- _Items from a dataset_:
-----

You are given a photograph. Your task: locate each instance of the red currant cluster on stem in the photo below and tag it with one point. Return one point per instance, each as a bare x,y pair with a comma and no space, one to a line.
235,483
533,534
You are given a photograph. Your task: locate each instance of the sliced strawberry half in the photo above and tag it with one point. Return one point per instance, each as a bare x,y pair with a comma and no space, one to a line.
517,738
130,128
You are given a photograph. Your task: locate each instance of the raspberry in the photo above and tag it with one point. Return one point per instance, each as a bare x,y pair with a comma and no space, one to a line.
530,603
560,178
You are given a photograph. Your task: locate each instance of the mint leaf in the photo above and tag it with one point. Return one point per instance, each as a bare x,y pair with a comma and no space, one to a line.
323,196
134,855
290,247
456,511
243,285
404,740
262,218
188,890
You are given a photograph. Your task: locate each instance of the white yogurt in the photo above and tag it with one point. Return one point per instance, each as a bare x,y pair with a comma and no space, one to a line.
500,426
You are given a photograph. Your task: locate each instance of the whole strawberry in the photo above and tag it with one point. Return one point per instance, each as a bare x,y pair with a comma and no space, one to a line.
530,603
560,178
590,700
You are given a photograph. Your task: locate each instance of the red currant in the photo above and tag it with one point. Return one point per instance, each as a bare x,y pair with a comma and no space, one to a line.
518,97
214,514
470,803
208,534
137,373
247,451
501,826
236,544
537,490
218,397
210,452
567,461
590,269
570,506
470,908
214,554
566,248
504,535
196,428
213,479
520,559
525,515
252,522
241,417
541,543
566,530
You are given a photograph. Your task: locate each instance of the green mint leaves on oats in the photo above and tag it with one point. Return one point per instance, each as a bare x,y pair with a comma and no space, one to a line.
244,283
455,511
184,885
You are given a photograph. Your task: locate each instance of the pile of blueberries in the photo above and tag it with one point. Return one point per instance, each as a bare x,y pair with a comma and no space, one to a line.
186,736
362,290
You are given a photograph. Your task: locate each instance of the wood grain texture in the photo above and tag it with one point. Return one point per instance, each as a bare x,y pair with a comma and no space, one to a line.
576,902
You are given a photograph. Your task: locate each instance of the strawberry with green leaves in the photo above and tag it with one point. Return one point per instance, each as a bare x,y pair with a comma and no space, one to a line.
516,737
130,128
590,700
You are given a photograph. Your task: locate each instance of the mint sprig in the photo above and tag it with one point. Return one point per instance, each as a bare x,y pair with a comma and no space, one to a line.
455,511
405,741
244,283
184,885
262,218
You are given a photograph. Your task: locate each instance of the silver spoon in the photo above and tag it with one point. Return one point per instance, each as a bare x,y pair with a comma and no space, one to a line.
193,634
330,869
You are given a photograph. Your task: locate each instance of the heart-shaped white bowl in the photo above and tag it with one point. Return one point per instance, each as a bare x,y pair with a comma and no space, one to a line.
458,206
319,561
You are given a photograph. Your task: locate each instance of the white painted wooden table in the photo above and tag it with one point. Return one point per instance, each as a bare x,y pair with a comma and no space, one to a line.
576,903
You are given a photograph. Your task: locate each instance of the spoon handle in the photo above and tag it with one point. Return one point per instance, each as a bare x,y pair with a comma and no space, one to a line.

-----

- _What needs to be done_:
Going line by line, set down the data above exactly as given.

- _Output below_:
You are given a photograph. Your task: locate each instance of the red currant cluster on stem in the photo below and tag it with one point. Return one point per instance, each as a bare x,y pair with a comma and no space, one to a line.
235,483
533,534
You are given a photograph. Your task: locate each instance of the sliced strawberry half in the photo above and tag it with one point. Return one point per instance, each as a bare x,y pair with a comma and no space, one to a line.
517,738
130,128
You are given a photograph. Your task: locate each instance of the raspberry in the photo above and tag it with one point. Return one point per instance, each as a bare x,y pair with a comma and no space, one to a line.
530,603
560,178
You are given a photograph. Your task: locate each instance of the mint leaf in the photo above and tag it with one point. Return one point per instance, each as a bare x,y pair with a comma and no space, one to a line.
323,196
134,855
290,247
456,511
243,285
404,740
262,218
188,890
You are given a photograph. Your task: locate each instance of the white yogurt in the photo above and tag it with one point. Return one point per instance, each as a bare x,y pair with a comma and no space, one to a line.
500,426
You are given a photograph. Your task: locate each instance of the whole strawberry in the photo above and tag it with one point. Return one point per instance, each as a bare x,y pair with a comma and no space, one to a line.
530,603
560,178
590,700
You are given a photograph. Your task: locate each instance of the red currant in the photo above and tag it with one point. Return one point per instance, each as a bare x,y pair with a comma and no space, one to a line.
518,97
214,514
470,803
208,534
137,373
247,451
501,826
236,544
537,490
218,397
210,452
567,461
590,269
570,506
470,908
214,554
566,248
504,535
196,428
213,479
520,559
525,515
252,522
241,417
541,543
566,530
You are given a photograph. Your task: locate each instance of the green mint leaves on oats in the photo above and tag it with one point. Return one point per instance, each as a bare x,y pair with a comma and no space, one to a line.
244,283
455,511
184,885
You are given a photograph. Your task: locate each instance of the pile of blueberries in the photo above and tag it with one point. Return one point per instance, each as a bare x,y pair with a comma and no space, one to a line.
186,736
362,290
You are given a photograph. Your task: locate each instance of the wood grain texture in the photo above and tag it with one point. Return one point per instance, each as a bare x,y pair with a comma and no space, one to a line.
576,902
You are given a photograph. Your task: locate each instance of the strawberry with green leaves in the photo above and tag it with one point. Return one point per instance, each as a bare x,y pair with a comma and no space, one to a line.
516,737
130,128
590,700
You are given a photograph. Your task: locate each instance of the mint sprig in the photo above and tag it with one point. Return one point per instance, each as a bare x,y pair with a comma and no space, one to a line.
455,511
405,741
244,283
184,885
262,218
You are given a photograph. Your task: locate each instance of the silver spoon in the photo above and tag it with one point. Return one point per instance, each as a bare x,y pair with a comma and no space, one to a line.
193,634
330,869
You are given a photograph. Your task: locate each instance of the heart-shaped white bowl in the photo above and tag it with one point. Return one point per instance, each as a bare x,y pair with a comma and no space, one to a line.
458,206
319,561
You are given a photograph. Your task: locate each instance of the white painted wooden table in the photo above and tag it with one point. Return one point per instance, each as a bare x,y pair with a comma and no space, one to a line.
576,903
You are given a photograph. Your task: locate each instance of the spoon handle in the photo above and tag it with one point. Return one point per instance, each as a bare x,y pair with a comma and no space, one to a line.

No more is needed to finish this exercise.